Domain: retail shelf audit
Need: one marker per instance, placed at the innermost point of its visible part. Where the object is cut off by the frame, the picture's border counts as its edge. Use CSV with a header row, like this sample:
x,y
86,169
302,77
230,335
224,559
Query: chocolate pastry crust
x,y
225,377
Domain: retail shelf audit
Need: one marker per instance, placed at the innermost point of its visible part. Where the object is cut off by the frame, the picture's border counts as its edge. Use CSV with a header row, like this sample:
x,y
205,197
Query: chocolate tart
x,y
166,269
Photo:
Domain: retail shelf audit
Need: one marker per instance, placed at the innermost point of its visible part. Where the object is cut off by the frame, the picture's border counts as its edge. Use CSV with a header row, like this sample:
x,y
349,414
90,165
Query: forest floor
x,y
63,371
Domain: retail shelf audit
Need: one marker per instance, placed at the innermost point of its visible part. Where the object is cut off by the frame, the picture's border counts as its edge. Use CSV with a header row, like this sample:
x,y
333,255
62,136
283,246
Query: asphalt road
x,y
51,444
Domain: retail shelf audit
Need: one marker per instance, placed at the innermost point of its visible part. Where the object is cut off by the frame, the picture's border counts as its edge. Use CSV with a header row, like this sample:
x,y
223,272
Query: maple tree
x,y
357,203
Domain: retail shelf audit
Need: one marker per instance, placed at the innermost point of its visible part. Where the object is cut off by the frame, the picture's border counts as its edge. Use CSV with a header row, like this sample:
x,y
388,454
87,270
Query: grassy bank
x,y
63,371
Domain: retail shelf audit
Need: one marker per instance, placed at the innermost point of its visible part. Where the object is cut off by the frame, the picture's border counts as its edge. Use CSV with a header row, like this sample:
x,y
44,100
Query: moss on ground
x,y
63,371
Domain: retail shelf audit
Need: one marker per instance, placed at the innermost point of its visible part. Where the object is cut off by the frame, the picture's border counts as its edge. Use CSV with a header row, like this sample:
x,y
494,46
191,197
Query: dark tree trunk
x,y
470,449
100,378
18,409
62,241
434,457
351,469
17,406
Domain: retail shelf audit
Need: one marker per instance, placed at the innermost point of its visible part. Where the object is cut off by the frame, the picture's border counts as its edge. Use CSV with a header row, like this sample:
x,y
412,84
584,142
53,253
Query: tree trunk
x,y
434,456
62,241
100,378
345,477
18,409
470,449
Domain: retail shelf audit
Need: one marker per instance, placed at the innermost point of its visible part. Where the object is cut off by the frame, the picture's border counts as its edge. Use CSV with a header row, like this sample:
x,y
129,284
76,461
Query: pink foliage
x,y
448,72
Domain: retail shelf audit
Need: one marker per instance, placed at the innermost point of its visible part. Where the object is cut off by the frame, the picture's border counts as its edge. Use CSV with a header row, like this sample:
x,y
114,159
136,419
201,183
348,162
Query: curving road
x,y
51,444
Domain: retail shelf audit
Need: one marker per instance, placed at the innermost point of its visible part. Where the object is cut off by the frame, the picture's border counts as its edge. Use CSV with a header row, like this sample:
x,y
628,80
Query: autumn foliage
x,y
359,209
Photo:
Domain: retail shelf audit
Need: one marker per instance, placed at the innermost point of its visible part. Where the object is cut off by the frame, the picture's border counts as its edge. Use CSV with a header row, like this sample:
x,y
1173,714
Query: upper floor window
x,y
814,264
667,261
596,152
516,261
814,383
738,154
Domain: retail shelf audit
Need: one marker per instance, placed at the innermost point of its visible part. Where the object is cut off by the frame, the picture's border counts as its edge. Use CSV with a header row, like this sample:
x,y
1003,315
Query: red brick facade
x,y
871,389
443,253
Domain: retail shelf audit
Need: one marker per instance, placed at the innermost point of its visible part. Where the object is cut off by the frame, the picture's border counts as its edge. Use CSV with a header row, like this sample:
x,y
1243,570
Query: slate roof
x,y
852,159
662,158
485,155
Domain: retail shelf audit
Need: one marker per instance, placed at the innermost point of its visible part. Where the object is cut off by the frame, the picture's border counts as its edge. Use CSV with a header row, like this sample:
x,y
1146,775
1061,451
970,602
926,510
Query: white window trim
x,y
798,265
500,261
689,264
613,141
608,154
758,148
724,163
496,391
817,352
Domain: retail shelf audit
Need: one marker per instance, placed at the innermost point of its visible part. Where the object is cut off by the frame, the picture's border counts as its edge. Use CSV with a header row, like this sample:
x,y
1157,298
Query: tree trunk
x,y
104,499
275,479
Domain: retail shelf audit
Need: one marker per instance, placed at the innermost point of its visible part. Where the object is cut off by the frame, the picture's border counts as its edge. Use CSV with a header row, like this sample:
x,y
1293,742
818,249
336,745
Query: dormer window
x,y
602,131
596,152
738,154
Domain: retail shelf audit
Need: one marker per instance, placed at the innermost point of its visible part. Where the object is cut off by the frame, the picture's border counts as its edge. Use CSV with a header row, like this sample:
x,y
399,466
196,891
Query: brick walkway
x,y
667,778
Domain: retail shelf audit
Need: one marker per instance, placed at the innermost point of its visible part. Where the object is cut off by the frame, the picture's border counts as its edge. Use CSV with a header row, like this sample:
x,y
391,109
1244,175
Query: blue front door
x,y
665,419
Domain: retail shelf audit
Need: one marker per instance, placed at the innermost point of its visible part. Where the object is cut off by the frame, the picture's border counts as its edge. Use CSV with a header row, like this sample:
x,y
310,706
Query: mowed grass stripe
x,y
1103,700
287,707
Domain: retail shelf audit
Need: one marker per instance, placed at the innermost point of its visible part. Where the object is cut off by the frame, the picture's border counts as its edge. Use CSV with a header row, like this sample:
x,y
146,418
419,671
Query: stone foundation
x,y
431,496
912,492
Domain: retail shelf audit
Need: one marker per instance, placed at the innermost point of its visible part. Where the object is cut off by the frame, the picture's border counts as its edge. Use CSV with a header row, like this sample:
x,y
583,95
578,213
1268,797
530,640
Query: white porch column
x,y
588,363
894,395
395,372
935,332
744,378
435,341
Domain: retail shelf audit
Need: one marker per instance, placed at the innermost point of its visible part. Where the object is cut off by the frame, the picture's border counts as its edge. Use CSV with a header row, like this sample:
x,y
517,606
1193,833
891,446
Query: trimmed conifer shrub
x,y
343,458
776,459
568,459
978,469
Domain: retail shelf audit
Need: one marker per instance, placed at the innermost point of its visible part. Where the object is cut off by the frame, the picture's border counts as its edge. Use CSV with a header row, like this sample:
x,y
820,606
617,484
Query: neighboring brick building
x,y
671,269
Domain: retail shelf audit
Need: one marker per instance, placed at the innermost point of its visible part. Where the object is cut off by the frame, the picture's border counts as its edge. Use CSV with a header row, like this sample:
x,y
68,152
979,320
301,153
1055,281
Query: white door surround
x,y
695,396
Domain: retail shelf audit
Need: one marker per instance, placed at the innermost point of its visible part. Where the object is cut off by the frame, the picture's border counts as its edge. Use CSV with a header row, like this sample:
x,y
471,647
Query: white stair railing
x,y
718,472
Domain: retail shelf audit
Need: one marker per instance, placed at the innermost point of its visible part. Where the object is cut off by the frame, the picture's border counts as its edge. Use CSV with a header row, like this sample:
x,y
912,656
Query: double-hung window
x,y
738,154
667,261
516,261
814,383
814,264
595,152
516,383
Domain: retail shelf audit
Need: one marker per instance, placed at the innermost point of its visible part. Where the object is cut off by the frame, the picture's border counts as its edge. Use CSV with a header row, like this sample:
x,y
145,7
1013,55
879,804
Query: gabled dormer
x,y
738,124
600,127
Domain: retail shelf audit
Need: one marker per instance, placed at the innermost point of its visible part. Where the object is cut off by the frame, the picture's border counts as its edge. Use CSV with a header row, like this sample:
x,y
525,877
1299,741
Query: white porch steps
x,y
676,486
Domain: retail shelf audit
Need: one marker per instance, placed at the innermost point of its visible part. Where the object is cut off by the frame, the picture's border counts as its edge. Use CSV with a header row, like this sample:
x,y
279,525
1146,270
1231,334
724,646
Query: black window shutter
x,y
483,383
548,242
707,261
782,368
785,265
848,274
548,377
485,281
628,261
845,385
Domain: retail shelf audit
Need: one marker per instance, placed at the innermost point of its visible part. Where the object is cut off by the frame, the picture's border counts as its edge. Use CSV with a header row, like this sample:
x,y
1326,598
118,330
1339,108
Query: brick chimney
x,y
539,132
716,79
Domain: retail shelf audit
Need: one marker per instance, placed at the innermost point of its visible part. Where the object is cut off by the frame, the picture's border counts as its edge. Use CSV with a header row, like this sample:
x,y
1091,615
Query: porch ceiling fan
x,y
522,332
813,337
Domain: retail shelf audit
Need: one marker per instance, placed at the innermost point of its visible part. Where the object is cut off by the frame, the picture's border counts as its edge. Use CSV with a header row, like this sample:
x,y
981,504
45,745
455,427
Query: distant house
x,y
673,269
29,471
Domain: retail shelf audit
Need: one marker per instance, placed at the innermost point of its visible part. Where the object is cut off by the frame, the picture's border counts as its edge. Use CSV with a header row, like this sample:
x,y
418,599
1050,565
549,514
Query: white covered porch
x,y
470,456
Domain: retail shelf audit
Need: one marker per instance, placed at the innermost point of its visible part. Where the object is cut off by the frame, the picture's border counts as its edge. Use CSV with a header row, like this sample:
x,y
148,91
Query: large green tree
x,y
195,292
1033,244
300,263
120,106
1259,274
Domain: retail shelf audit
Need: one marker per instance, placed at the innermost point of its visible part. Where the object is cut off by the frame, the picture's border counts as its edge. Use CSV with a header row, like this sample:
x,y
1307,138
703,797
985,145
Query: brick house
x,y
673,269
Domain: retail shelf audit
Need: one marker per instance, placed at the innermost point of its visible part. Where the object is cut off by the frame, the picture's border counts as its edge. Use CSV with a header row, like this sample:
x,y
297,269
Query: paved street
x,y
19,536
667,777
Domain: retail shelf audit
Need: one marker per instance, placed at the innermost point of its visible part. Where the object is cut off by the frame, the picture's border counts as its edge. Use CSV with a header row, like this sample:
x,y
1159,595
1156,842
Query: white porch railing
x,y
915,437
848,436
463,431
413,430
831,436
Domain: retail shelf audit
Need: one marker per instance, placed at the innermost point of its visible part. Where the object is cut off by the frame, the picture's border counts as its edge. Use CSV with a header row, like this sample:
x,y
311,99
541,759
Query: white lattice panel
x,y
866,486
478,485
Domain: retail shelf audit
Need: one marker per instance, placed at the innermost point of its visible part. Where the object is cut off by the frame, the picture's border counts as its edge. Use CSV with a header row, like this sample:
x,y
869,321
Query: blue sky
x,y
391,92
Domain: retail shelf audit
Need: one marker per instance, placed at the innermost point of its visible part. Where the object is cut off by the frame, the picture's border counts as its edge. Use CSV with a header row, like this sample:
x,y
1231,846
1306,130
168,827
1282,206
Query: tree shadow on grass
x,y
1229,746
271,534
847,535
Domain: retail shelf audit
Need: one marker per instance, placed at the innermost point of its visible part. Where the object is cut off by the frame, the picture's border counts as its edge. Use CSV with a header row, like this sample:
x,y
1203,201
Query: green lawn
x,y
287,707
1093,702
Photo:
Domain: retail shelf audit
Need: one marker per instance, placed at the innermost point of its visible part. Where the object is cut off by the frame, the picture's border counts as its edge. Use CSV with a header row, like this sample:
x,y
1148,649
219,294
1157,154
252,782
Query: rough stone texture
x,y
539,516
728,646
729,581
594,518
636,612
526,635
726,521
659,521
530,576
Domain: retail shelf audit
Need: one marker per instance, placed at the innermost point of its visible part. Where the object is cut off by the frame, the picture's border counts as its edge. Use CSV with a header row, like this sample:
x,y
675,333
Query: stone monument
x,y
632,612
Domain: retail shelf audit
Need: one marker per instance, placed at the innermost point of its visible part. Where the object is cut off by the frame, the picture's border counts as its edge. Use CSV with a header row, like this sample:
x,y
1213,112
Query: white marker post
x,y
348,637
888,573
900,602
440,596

◇ ◇ ◇ ◇

» **Task goal**
Count the lines in the listing above that contain the word "door", and give only that number.

» **Written solution**
2